▶ [Text provided]
--------------------------------------------------

How does NASCAR Work?
 
NASCAR, or The National Association for Stock Car Racing, is the most popular type of car racing.  NASCAR is actually the association that governs stock car racing, and sanctions several levels of car racing.  Like just about everything in the world today, each level is sponsored by a major company, with the highest level known as the “Sprint Cup” Series.  The other levels are the “Nationwide” Series, NASCAR’s minor league, and the “Camping” World Truck Series, the pick up truck level.  I won’t address the other levels, as they really aren’t popular TV sports and few people know anything about them, or really even care. 
 
The Sprint Cup Series is a series of 36 races, with each race consisting of 43 stock cars competing on the track.  Drivers are closely associated with their car numbers, and are very much their “brand.”  Most fans know the numbers of many of the drivers, and real fans know all of them.  You’ll hear commentators refer to the “number 24 car” during a race, assuming that most viewers know this is Jeff Gordon.  NASCAR is a wildly popular spectator sport, with its popularity on TV only surpassed by the National Football League (NFL).  Talladega Superspeedway, built on an old airfield, can hold 175,000 people, an obscene number when compared to the NFL’s largest stadium, FEDEX Field, the home of the Washington Redskins at just over 91,000.

--------------------------------------------------

(Location identification items)
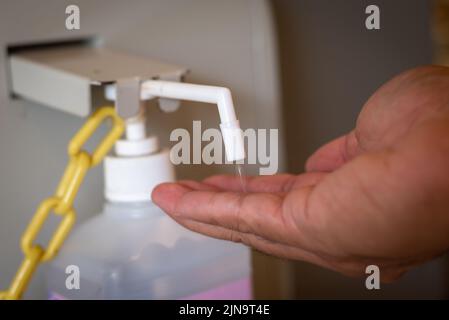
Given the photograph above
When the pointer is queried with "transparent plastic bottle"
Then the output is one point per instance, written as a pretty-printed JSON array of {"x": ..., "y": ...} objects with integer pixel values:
[{"x": 135, "y": 251}]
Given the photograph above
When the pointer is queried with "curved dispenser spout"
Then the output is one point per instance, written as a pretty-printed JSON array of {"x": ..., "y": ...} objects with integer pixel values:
[{"x": 230, "y": 127}]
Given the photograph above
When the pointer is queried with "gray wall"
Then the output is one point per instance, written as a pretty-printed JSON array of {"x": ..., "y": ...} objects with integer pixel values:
[{"x": 330, "y": 65}]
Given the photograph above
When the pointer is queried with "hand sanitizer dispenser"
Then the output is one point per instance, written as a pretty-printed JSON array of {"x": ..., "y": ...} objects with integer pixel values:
[{"x": 132, "y": 249}]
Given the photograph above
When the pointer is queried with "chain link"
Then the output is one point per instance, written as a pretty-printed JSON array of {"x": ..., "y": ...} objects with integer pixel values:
[{"x": 62, "y": 202}]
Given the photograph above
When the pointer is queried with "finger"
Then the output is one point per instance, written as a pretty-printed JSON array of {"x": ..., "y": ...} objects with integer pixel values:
[
  {"x": 334, "y": 154},
  {"x": 261, "y": 214},
  {"x": 275, "y": 183},
  {"x": 256, "y": 242}
]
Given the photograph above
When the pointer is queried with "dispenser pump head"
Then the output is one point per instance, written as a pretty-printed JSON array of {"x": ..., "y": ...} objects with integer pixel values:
[{"x": 230, "y": 127}]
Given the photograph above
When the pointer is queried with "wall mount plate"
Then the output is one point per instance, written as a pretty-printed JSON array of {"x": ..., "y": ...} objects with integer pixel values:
[{"x": 66, "y": 78}]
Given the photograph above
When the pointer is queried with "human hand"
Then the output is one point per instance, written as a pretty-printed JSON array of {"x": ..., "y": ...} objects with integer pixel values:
[{"x": 378, "y": 195}]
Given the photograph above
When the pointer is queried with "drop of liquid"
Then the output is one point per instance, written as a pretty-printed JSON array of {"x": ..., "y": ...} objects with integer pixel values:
[{"x": 240, "y": 172}]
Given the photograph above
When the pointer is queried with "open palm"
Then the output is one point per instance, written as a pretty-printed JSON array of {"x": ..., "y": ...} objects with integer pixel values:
[{"x": 378, "y": 195}]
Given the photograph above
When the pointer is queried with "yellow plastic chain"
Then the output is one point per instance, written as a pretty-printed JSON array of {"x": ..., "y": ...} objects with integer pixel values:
[{"x": 62, "y": 202}]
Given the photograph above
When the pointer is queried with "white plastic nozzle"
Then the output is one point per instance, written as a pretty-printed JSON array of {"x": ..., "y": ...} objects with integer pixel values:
[
  {"x": 137, "y": 166},
  {"x": 230, "y": 128}
]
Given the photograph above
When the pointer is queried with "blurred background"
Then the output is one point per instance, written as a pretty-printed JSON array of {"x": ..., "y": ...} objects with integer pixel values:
[{"x": 304, "y": 66}]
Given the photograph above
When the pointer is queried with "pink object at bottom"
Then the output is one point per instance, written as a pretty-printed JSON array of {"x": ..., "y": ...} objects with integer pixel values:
[{"x": 236, "y": 290}]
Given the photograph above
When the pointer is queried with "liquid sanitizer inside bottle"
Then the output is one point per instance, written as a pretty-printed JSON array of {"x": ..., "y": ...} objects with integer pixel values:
[{"x": 133, "y": 250}]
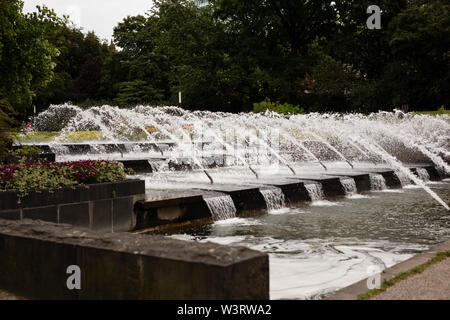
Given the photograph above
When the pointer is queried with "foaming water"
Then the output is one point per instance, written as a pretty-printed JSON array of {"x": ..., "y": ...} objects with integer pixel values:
[
  {"x": 249, "y": 140},
  {"x": 349, "y": 185},
  {"x": 221, "y": 208},
  {"x": 315, "y": 250},
  {"x": 315, "y": 192},
  {"x": 377, "y": 182},
  {"x": 274, "y": 198}
]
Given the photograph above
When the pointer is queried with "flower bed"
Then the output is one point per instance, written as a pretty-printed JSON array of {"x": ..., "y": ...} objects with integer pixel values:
[
  {"x": 90, "y": 194},
  {"x": 28, "y": 176}
]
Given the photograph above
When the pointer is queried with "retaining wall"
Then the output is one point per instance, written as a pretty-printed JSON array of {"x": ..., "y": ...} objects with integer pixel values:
[
  {"x": 35, "y": 255},
  {"x": 103, "y": 206}
]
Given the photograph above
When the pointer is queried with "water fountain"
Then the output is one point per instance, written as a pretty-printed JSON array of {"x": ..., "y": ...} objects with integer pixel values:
[
  {"x": 266, "y": 160},
  {"x": 274, "y": 198}
]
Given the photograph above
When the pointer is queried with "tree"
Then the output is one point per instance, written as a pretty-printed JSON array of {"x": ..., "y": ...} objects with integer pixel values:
[
  {"x": 26, "y": 57},
  {"x": 419, "y": 72}
]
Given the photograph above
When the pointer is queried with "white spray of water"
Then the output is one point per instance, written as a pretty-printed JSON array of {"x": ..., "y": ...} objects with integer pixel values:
[
  {"x": 377, "y": 182},
  {"x": 221, "y": 208},
  {"x": 274, "y": 198},
  {"x": 349, "y": 185},
  {"x": 315, "y": 191}
]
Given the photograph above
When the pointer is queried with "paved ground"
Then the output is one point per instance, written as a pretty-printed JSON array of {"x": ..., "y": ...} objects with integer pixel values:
[{"x": 432, "y": 284}]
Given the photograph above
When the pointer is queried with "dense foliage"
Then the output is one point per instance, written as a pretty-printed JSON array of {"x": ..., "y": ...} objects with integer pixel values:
[
  {"x": 24, "y": 177},
  {"x": 231, "y": 54}
]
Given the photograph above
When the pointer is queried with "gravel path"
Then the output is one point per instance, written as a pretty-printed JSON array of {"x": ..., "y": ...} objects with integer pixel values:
[{"x": 432, "y": 284}]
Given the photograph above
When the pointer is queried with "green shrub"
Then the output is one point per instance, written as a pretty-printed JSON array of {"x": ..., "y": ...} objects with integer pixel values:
[
  {"x": 278, "y": 107},
  {"x": 6, "y": 126},
  {"x": 25, "y": 176},
  {"x": 26, "y": 149}
]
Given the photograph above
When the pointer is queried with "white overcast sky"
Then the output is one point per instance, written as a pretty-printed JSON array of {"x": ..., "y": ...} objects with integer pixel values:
[{"x": 100, "y": 16}]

--------------------------------------------------

▶ [Tasks]
a - Reproduce the part of the NASCAR text that opens with the words containing "The Sprint Cup" and closes with "just over 91,000.".
b - Answer these questions from the NASCAR text:
(i) How many races make up the Sprint Cup Series?
(ii) Which driver is meant by the "number 24 car"?
(iii) How many people can Talladega Superspeedway hold?
c - List every NASCAR series named in the NASCAR text.

▶ [Correct answers]
a -
The Sprint Cup Series is a series of 36 races, with each race consisting of 43 stock cars competing on the track.  Drivers are closely associated with their car numbers, and are very much their “brand.”  Most fans know the numbers of many of the drivers, and real fans know all of them.  You’ll hear commentators refer to the “number 24 car” during a race, assuming that most viewers know this is Jeff Gordon.  NASCAR is a wildly popular spectator sport, with its popularity on TV only surpassed by the National Football League (NFL).  Talladega Superspeedway, built on an old airfield, can hold 175,000 people, an obscene number when compared to the NFL’s largest stadium, FEDEX Field, the home of the Washington Redskins at just over 91,000.

b -
(i) 36
(ii) Jeff Gordon
(iii) 175,000

c -
Sprint Cup Series
Nationwide Series
Camping World Truck Series